### [Directions for this task]
Continue the text on the olive-backed tanager from its final sentence.

### [Passage to read]
※ ※ ※
Scientific classification
- Kingdom: Animalia
- Phylum: Chordata
- Class: Aves
- Order: Passeriformes
- Family: Mitrospingidae
- Genus: Mitrospingus
- Species: M. oleagineus
- Binomial name: Mitrospingus oleagineus (Salvin, 1886)

= Olive-backed tanager =

- Genus: Mitrospingus
- Species: oleagineus
- Authority: (Salvin, 1886)
- Conservation status: LC

Species of bird

The olive-backed tanager (Mitrospingus oleagineus) is a species of bird in the family Mitrospingidae. It is found in Brazil, Guyana, and Venezuela.

==Taxonomy and systematics==

The olive-backed tanager and the three other species in family Mitrospingidae were previously placed in family Thraupidae, the "true" tanagers. A 2013 publication detailed how they did not belong there and proposed the new family for them. The North and South American Classification Committees of the American Ornithological Society accepted the new placement in July 2017 and March 2019, respectively. The International Ornithological Committee (IOC) followed suit in January 2018.

The olive-backed tanager has two subspecies, the nominate Mitrospingus oleagineus oleagineus and M. o. obscuripectus.
※ ※ ※
### [Record set]
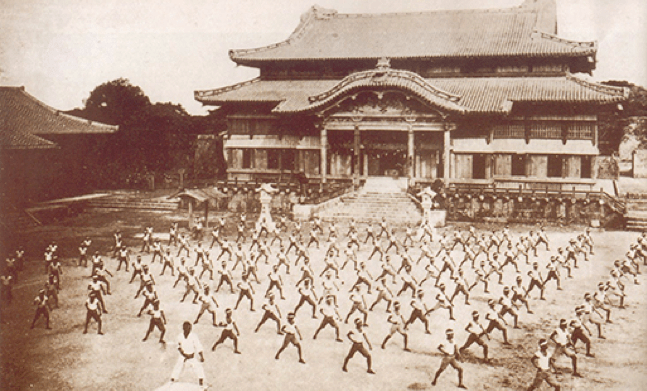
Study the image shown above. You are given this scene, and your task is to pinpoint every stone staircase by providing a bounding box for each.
[316,178,422,225]
[84,194,180,212]
[0,210,40,232]
[625,193,647,231]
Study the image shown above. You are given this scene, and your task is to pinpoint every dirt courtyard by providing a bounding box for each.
[0,212,647,391]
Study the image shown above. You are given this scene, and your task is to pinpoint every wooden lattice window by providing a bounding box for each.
[530,121,562,140]
[493,122,525,139]
[566,122,595,140]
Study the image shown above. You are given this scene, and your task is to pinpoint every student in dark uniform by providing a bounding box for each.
[458,311,490,362]
[274,313,306,364]
[528,338,561,391]
[142,300,166,344]
[431,329,467,389]
[83,292,103,335]
[211,308,240,354]
[31,289,51,330]
[341,318,375,374]
[254,293,282,334]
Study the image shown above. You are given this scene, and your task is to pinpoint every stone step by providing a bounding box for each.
[86,200,180,211]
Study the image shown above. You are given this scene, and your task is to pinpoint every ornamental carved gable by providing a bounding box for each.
[327,91,438,118]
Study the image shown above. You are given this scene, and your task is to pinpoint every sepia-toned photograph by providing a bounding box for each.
[0,0,647,391]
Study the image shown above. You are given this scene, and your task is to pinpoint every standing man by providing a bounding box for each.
[142,300,166,344]
[83,291,103,335]
[431,329,467,389]
[312,295,342,342]
[528,338,561,391]
[458,311,490,362]
[341,318,375,374]
[211,308,240,354]
[550,319,582,377]
[254,293,282,335]
[31,289,52,330]
[193,285,219,327]
[171,322,204,387]
[382,301,411,352]
[274,312,306,364]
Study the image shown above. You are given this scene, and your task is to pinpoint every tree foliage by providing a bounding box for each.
[71,78,225,187]
[599,80,647,155]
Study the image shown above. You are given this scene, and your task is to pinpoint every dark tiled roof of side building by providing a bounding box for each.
[0,87,118,135]
[229,0,597,66]
[0,129,58,150]
[195,70,628,113]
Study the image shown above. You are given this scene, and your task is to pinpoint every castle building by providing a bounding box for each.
[195,0,627,191]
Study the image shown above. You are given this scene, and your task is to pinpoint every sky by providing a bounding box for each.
[0,0,647,114]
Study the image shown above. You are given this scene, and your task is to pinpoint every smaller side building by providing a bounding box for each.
[0,87,118,209]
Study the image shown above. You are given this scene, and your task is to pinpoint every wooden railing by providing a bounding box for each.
[445,182,626,214]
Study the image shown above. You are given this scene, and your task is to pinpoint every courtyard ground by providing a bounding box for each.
[0,212,647,391]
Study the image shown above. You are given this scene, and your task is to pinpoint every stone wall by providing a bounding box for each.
[592,156,620,179]
[220,189,299,214]
[447,195,620,225]
[633,149,647,178]
[193,134,226,179]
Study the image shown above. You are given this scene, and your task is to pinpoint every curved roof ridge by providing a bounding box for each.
[2,86,119,132]
[229,4,330,60]
[296,65,470,113]
[533,29,598,49]
[193,76,261,100]
[308,68,460,103]
[566,72,629,99]
[229,4,536,60]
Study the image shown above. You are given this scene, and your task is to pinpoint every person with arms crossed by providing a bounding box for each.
[171,322,204,387]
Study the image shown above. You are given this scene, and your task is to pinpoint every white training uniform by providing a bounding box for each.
[171,332,204,380]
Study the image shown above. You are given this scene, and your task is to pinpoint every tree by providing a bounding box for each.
[70,78,226,188]
[83,78,151,126]
[599,80,647,155]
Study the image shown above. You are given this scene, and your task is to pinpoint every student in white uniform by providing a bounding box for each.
[171,322,204,386]
[528,338,561,391]
[341,318,375,374]
[431,329,467,389]
[211,308,240,354]
[274,312,306,364]
[382,301,411,352]
[550,319,582,377]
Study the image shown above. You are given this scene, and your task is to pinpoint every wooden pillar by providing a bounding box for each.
[353,125,362,183]
[443,123,451,182]
[407,124,415,179]
[188,198,194,230]
[319,125,328,183]
[204,200,209,229]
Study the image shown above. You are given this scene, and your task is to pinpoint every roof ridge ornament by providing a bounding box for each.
[375,57,391,71]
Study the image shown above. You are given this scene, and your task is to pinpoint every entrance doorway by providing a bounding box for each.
[362,130,407,177]
[472,153,485,179]
[366,149,407,177]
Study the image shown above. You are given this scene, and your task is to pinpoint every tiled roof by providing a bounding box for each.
[0,129,57,150]
[229,6,597,66]
[195,71,628,113]
[0,87,118,135]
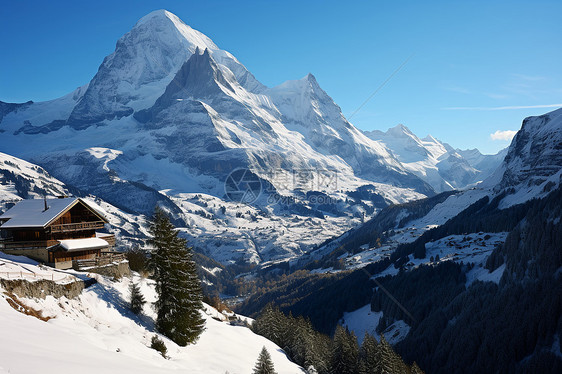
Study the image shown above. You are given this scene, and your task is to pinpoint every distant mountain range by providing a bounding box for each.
[0,10,503,262]
[365,125,507,192]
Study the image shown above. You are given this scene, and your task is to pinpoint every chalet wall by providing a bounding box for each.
[2,248,49,263]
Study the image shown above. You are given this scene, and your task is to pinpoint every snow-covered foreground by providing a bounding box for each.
[0,264,302,374]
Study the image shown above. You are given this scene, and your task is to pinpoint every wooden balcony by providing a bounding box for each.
[49,221,104,233]
[73,252,127,269]
[0,240,59,250]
※ ※ ※
### [Result of this exercise]
==Description==

The olive-backed tanager is 19 cm long and weighs 35.5 to 46 g. The nominate subspecies' forehead and face are dark gray and the throat paler gray. The head, mantle, and back are deep olive green; the breast is olive-yellow becoming brighter and more yellow on the belly. M. o. obscuripectus is very similar but the upper parts are a darker olive. The juvenile is duller and plainer than the adult and does not have the gray "mask".

==Distribution and habitat==

The olive-backed tanager has a very small range in the area where Venezuela, Guyana, and Brazil meet. The nominate subspecies is the more eastern and is found in extreme southeastern Venezuela and the adjacent areas of west-central Guyana and far northern Brazil. M. o. obscuripectus is found in the southeastern part of Venezuela's Bolívar state and probably in adjoining Brazil.

The olive-backed tanager inhabits the slopes of tepuis (isolated mesas) in humid and wet forest, mostly in the interior of primary or secondary forest but also at the edges. In elevation it ranges between 900 and 1800 m.

==Behavior==
===Feeding===

The olive-backed tanager forages by hopping through the understorey or mid level vegetation, primarily for insects but also for fruit. It also catches prey in "short clumsy sallies". It typically forages in flocks of its own species that may number up to 20 individuals, though it may join mixed-species flocks or be joined by other species.

===Breeding===

No information about the olive-backed tanager's breeding phenology has been published.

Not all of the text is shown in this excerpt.